• **TASK GOAL**
Rewrite every line of the items below as one numbered list, skipping any blank lines.

• **RECORD EXTRACTS**
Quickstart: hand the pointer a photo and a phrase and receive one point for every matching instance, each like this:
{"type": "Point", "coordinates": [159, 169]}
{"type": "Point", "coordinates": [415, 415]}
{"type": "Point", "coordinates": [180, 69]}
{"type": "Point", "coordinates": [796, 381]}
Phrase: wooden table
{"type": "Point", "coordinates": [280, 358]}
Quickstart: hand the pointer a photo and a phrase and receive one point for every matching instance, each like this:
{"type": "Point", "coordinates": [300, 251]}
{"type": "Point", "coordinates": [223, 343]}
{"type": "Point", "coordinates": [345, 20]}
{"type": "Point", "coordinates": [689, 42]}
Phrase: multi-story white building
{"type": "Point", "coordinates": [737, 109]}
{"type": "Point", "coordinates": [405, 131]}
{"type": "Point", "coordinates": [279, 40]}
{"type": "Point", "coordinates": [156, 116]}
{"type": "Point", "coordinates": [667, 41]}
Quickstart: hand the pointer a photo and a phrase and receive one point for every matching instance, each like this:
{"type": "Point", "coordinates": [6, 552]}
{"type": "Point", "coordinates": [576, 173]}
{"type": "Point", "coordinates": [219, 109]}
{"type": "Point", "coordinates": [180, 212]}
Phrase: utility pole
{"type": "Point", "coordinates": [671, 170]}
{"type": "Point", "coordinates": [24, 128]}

• **WRITTEN ANSWER**
1. Quickstart: hand the pointer a photo and a phrase and receive one point for every matching instance, each like this:
2. {"type": "Point", "coordinates": [159, 169]}
3. {"type": "Point", "coordinates": [415, 415]}
4. {"type": "Point", "coordinates": [180, 69]}
5. {"type": "Point", "coordinates": [796, 381]}
6. Phrase: wooden table
7. {"type": "Point", "coordinates": [280, 358]}
8. Quickstart: hand the pointer a photo and a phrase and receive one point for every matching instance, each like this:
9. {"type": "Point", "coordinates": [300, 251]}
10. {"type": "Point", "coordinates": [223, 343]}
11. {"type": "Point", "coordinates": [345, 20]}
12. {"type": "Point", "coordinates": [689, 42]}
13. Phrase: multi-story white building
14. {"type": "Point", "coordinates": [737, 109]}
15. {"type": "Point", "coordinates": [405, 131]}
16. {"type": "Point", "coordinates": [279, 40]}
17. {"type": "Point", "coordinates": [156, 116]}
18. {"type": "Point", "coordinates": [667, 41]}
19. Quickstart: hand the pointer a photo and a phrase and receive one point for every matching instance, each like this:
20. {"type": "Point", "coordinates": [6, 552]}
21. {"type": "Point", "coordinates": [576, 173]}
22. {"type": "Point", "coordinates": [219, 109]}
23. {"type": "Point", "coordinates": [180, 212]}
24. Phrase: utility pole
25. {"type": "Point", "coordinates": [671, 170]}
26. {"type": "Point", "coordinates": [24, 128]}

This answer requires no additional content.